[BEGIN]

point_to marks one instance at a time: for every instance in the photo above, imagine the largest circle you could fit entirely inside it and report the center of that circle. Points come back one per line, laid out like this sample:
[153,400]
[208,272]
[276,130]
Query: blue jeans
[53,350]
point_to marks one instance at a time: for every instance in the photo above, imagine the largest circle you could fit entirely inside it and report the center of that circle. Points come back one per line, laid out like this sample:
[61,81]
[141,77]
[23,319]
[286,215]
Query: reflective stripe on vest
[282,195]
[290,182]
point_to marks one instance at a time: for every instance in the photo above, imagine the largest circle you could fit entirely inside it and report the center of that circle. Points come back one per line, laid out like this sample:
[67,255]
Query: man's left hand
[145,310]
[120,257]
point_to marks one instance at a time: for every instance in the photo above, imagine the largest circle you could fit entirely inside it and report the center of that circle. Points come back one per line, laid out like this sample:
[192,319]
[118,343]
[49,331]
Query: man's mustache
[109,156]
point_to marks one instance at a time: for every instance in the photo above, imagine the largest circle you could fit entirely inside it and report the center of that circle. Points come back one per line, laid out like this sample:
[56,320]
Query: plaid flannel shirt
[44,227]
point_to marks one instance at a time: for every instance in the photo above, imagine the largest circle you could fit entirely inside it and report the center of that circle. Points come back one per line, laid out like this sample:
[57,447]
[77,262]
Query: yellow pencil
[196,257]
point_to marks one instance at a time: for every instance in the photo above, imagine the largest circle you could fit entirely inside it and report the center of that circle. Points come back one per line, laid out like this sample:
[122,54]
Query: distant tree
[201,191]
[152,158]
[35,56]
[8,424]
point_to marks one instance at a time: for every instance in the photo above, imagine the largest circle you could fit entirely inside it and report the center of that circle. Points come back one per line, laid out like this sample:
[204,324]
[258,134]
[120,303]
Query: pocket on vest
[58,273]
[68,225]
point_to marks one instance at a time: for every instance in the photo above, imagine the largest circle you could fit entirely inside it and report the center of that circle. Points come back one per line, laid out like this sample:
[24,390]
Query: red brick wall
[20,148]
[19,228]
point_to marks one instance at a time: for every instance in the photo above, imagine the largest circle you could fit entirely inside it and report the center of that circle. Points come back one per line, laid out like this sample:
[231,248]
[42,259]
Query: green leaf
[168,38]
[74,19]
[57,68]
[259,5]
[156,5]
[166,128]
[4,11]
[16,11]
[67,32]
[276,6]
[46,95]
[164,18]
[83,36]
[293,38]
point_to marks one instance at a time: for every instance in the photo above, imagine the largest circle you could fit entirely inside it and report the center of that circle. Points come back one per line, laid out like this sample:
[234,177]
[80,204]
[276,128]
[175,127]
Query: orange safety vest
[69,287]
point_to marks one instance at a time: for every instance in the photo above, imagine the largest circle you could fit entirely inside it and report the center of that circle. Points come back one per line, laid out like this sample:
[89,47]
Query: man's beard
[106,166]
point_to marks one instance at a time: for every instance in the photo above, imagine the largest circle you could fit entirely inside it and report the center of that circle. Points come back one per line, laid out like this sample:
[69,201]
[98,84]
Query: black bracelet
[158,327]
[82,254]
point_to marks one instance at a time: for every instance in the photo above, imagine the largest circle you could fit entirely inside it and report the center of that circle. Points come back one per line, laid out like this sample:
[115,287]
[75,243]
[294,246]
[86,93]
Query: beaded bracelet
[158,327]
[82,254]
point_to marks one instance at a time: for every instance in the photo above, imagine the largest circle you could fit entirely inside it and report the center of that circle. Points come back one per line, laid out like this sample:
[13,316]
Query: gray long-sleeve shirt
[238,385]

[END]

AIM OF THE TASK
Print the material once more, exactly.

RIGHT ANSWER
point_to marks one instance at a time: for every instance in the photo above, imagine the largest circle you could fit entirely inside it and report the center of that circle. Points come back one per line, laid out like this sample:
[153,400]
[208,272]
[276,130]
Query: blue jeans
[53,350]
point_to marks one instance at a time: for every instance in the photo above, imagine the largest circle you could fit entirely inside it and report the center of that circle. Points come back one per line, laid out like this sample:
[61,81]
[141,77]
[23,319]
[286,215]
Query: reflective stripe on vest
[282,195]
[290,182]
point_to marks one instance at a time: for every instance in the photo above, imagine the largest circle you could fit entirely inside it and report the center of that circle. Points come back one per line, laid out like this sample:
[67,255]
Query: man's left hand
[145,310]
[120,257]
point_to marks one instance at a time: for every instance in the photo above, imagine the largest circle you could fit entirely inside it and report the center of that circle. Points come back one per line, laid out like this sample:
[192,319]
[118,343]
[49,331]
Query: man's mustache
[109,156]
point_to marks one instance at a time: for every instance in the photo above, imagine the largest circle you could fit entirely inside it and report the center of that circle. Points come back one per line, laid out like this sample:
[56,320]
Query: plaid flannel shirt
[44,227]
point_to marks one instance at a time: for every instance in the photo above, imagine the largest circle you could fit entirely inside it and report the center of that circle. Points come back one per line, laid out like this sample:
[57,447]
[77,262]
Query: yellow pencil
[196,257]
point_to marks one instance at a time: for every instance in the photo above, imagine the largest circle you could fit entirely inside it and report the center of that circle. Points come back one per line, laid out like this sample:
[122,54]
Query: distant tree
[201,191]
[152,158]
[35,56]
[8,424]
point_to marks one instance at a time: for every instance in the photo above, imagine the largest circle you could fit entirely inside it and report the center of that circle. Points come back one per line, laid out like this sample:
[204,324]
[258,134]
[120,303]
Query: pocket on vest
[58,273]
[68,225]
point_to marks one instance at a time: for every instance in the photo above, imagine the largest circle you could fit entirely inside it and report the center of that circle. Points come back one per line, laid out like this sample:
[24,390]
Query: red brick wall
[20,148]
[19,228]
point_to marks one instance at a time: for every instance in the photo above, imagine the largest circle you could fit entirely inside it and report the center of that circle. Points come back one per line, laid out like this sample:
[231,248]
[42,259]
Query: green leaf
[168,38]
[74,19]
[57,68]
[259,5]
[156,5]
[166,128]
[4,11]
[16,11]
[67,32]
[276,6]
[46,95]
[164,18]
[83,36]
[293,38]
point_to marks one instance at a time: for every instance in the photo above, imagine the largest circle you could fit entirely inside it and report the center of that circle. Points come back one per line, laid out like this sample:
[234,177]
[80,204]
[276,128]
[175,127]
Query: orange safety vest
[69,287]
point_to marks one instance at a time: for every instance in the photo above, imagine the largest circle you could fit entirely inside it and report the center of that circle. Points come back one per line, laid out like this sample:
[89,47]
Query: man's beard
[106,166]
point_to marks one instance at a time: for every instance in the photo above, imagine the largest circle you could fit entirely inside it and report the center of that circle. Points come back one per line, laid out like this sample:
[69,201]
[98,84]
Query: black bracelet
[158,327]
[82,254]
point_to marks one instance at a time: for every instance in the photo above, imagine the largest circle you could fit entirely inside it and report the center of that circle. Points come back one per line, laid out like this sample:
[115,287]
[75,243]
[294,246]
[86,93]
Query: beaded bracelet
[158,327]
[82,254]
point_to marks one instance at a time: for every instance in the photo above, imagine the largest circle you could fit entirely inside it and report the center of that circle. Points come back one per line, laid out like this sample:
[13,316]
Query: gray long-sleeve shirt
[238,385]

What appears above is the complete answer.